→ Text section
%%

Motion-based-Self-Reflection-Framework

April 30, 2025 · View on GitHub

In this work, we propose a motion-based self-reflection framework for fine-grained robotic action correction, which leverages motion instruction as a bridge to connect high-level semantic reflection with low-level robotic action correction.

Concretely, we borrow the inferential capability of Multi-modal Large Language Models (MLLMs) for motion instruction correction, and propose a multi-task motion-conditioned diffusion policy for low-level robotic action correction.

The results prove the effectiveness of our method:

Installation

First, install the simulation environment, please refer to the mimicgen documentation for more details:

MimicGen Installation

mkdir deps
cd ${project_path}/deps
git clone https://github.com/NVlabs/mimicgen.git
cd mimicgen
pip install -e .

Robosuite Installation

cd ${project_path}/deps
git clone https://github.com/ARISE-Initiative/robosuite.git
cd robosuite
git checkout b9d8d3de5e3dfd1724f4a0e6555246c460407daa
pip install -e .

Robomimic Installation

cd ${project_path}/deps
git clone https://github.com/ARISE-Initiative/robomimic.git
cd robomimic
git checkout d0b37cf214bd24fb590d182edb6384333f67b661
pip install -e .

Robosuite_task_zoo Installation

cd ${project_path}/deps
git clone https://github.com/ARISE-Initiative/robosuite-task-zoo
cd robosuite-task-zoo
git checkout 74eab7f88214c21ca1ae8617c2b2f8d19718a9ed
pip install -e .

Llava Installation

please refer to the Llava Documentation:

cd ${project_path}/deps
git clone https://github.com/haotian-liu/LLaVA.git
cd LLaVA
pip install -e .
pip install -e ".[train]"
pip install flash-attn --no-build-isolation

Usage

Motion Instruction Generation

To train our motion prediction module, motion correction module, and the corresponding motion-conditioned diffusion policy, we need to annotate the trajectories with their corresponding motion instruction.

Dataset for Motion-conditioned Diffusion Policy

Mimicgen Dataset Download Here we utilize "Coffee_D0" task for example:

    cd ${project_path}/deps/mimicgen
    python mimicgen/scripts/download_datasets.py --dataset_type core --tasks coffee_d0
    mv coffee_d0 ${project_path}/diffusion_policy_for_action/train_dataset/origin_datasets

Motion Instruction Generation

    cd ${project_path}/deps/mimicgen/diffusion_policy_for_action/train_dataset
    python create_5hz_dataset_new_motion.py

This script will generate the motion information and save it in the adjust_llava_motion folder.

Data Format Conversion

    cd ${project_path}/diffusion_policy_for_action/train_dataset
    python create_speed_dataset.py

To improve model training efficiency and GPU utilization, we found that the original hdf5 format stores the entire trajectory as a single meta information, which causes redundant observation and action information to be read during getitem calls. Therefore, we use timestamps as the meta information for storage. While this increases the dataset overhead, it effectively improves GPU utilization.

%%

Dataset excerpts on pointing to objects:

%%

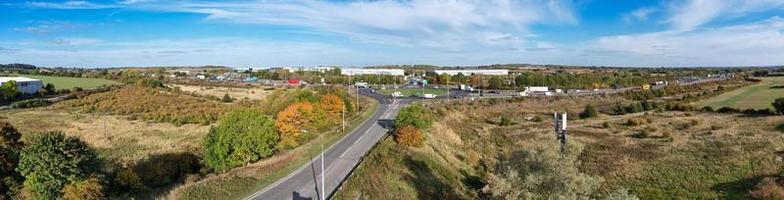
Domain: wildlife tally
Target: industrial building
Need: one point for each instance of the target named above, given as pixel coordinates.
(362, 71)
(24, 85)
(469, 72)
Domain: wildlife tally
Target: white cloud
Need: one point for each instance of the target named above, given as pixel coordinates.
(450, 25)
(71, 4)
(689, 14)
(759, 43)
(640, 14)
(48, 26)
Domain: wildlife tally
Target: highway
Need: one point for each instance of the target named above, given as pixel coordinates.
(340, 159)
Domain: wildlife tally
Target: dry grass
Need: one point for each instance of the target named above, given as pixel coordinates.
(691, 155)
(253, 93)
(115, 138)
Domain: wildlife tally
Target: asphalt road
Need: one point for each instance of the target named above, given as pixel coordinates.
(340, 159)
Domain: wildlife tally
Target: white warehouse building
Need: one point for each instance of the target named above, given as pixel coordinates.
(469, 72)
(24, 85)
(362, 71)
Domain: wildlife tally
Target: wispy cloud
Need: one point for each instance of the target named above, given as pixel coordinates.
(450, 25)
(690, 14)
(9, 50)
(640, 14)
(47, 26)
(759, 43)
(72, 4)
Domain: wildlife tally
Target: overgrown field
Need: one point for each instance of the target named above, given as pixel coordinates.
(242, 181)
(115, 138)
(757, 96)
(139, 102)
(73, 82)
(251, 93)
(654, 155)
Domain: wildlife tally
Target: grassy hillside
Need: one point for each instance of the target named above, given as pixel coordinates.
(755, 96)
(655, 155)
(72, 82)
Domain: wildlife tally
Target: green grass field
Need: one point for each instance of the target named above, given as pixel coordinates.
(415, 92)
(72, 82)
(757, 96)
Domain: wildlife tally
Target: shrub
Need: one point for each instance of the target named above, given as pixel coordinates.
(9, 159)
(409, 136)
(606, 124)
(163, 170)
(767, 189)
(243, 136)
(621, 194)
(52, 161)
(505, 121)
(30, 103)
(543, 172)
(636, 121)
(778, 104)
(588, 112)
(414, 115)
(226, 99)
(89, 189)
(538, 119)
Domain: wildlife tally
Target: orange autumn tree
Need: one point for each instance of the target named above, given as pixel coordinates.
(332, 105)
(409, 136)
(290, 122)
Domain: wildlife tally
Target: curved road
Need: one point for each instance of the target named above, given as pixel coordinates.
(340, 159)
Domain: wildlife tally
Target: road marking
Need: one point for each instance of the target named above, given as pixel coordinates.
(254, 195)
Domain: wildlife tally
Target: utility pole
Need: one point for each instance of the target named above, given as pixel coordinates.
(448, 87)
(559, 123)
(323, 184)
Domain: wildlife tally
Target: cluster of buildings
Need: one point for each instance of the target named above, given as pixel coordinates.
(24, 85)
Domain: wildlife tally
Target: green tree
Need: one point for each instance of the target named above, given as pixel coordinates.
(243, 136)
(49, 89)
(589, 112)
(496, 82)
(778, 104)
(9, 159)
(52, 161)
(8, 90)
(414, 115)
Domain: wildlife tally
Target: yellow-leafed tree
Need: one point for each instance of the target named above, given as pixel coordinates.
(290, 122)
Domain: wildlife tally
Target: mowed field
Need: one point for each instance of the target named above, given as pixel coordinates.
(72, 82)
(757, 96)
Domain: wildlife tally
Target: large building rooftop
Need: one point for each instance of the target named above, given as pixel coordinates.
(17, 79)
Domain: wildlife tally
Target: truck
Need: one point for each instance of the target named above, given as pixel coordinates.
(536, 89)
(397, 94)
(361, 84)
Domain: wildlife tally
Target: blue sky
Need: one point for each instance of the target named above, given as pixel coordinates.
(640, 33)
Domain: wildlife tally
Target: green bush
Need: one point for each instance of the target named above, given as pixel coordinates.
(52, 161)
(30, 103)
(414, 115)
(89, 189)
(588, 112)
(9, 159)
(243, 136)
(778, 104)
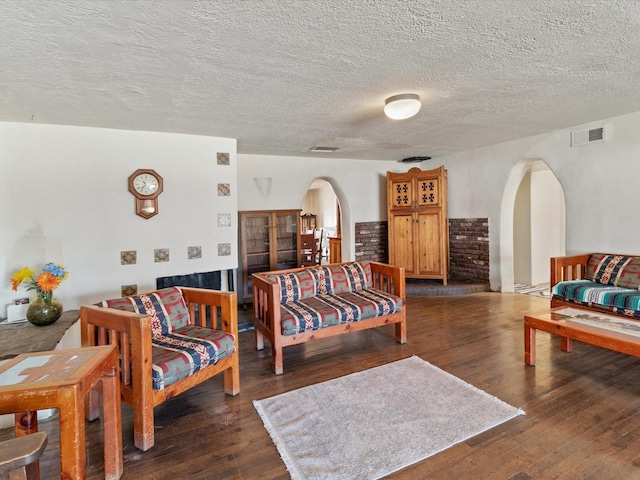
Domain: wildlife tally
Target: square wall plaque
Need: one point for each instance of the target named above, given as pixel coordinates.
(224, 190)
(224, 219)
(128, 290)
(161, 255)
(224, 249)
(223, 158)
(128, 257)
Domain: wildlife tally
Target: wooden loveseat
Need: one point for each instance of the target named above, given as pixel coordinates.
(169, 340)
(601, 282)
(309, 303)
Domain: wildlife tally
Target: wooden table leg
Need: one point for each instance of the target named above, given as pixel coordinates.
(73, 456)
(112, 426)
(26, 423)
(566, 345)
(529, 344)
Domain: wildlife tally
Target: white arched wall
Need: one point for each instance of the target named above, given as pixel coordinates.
(344, 215)
(507, 211)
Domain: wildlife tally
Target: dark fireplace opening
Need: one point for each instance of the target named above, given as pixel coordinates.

%%

→ Given problem 1
According to the motion-based self-reflection text, in which folder does the create_5hz_dataset_new_motion.py script save the motion information?
→ Given problem 2
Condense the paragraph of the motion-based self-reflection text that begins "To improve model training efficiency" into a short bulleted list that keeps its main facts.
→ Given problem 3
Carry the motion-based self-reflection text forward from the point where it stops.

→ Task answer 1
It saves it in the adjust_llava_motion folder.

→ Task answer 2
- Goal: faster model training and better GPU utilization.
- Problem: the original hdf5 format stores a whole trajectory as a single piece of meta information, so getitem calls read redundant observation and action data.
- Solution: timestamps are used as the meta information for storage.
- Trade-off: dataset overhead increases, but GPU utilization improves.

→ Task answer 3
Specifically, we call create_speed_dataset.py to generate the data and save it in the speed_adjust_llava_motion folder.

Dataset for MLLMs

Generate the motion json file

    cd ${project_path}/diffusion_policy_for_action/train_dataset
    python generate_llava_json_dataset.py

This script will generate the motion json file and save it in the adjust_llava_motion folder.

Render the rgb images for llava

    cd ${project_path}/diffusion_policy_for_action/train_dataset
    python generate_render_llava_dataset.py

Motion-conditioned Diffusion Policy

Based on the generated motion instruction, we could train the multi-task motion-conditioned diffusion policy:

    cd ${project_path}/diffusion_policy_for_action
    bash scripts/train_speed_dataset.sh

Motion Prediction Module(MPM)

    cd ${project_path}/llava_for_motion_instruction
    bash scripts/finetune_motion_prediction_module.sh

Motion Correction Module(MCM)

Utilizing the MPM and the motion-conditioned diffusion policy, we could borrow the common knowledge of MLLMs for low-level robotic action prediction. However, the MPM trained on success expert data often struggles to recover from these failure scenarios. Thus, we develop the motion correction module, to identify failure scenarios and correct behaviors from such situations.

Online Human Intervention

To collect interaction data, we designed an online human intervention approach for gathering interaction correction data. Since it runs on the server side, we save images to enable interaction based on the visuals. If a local host is available, it can be adjusted for real-time rendering instead:

    cd ${project_path}/diffusion_policy_for_action
    bash scripts/collect_human_feedback.sh

Motion Correction Module Training

    cd ${project_path}/llava_for_motion_instruction
    bash scripts/finetune_motion_correction_module.sh

Evaluation

To accelerate inference, we design a multi-environment inference script.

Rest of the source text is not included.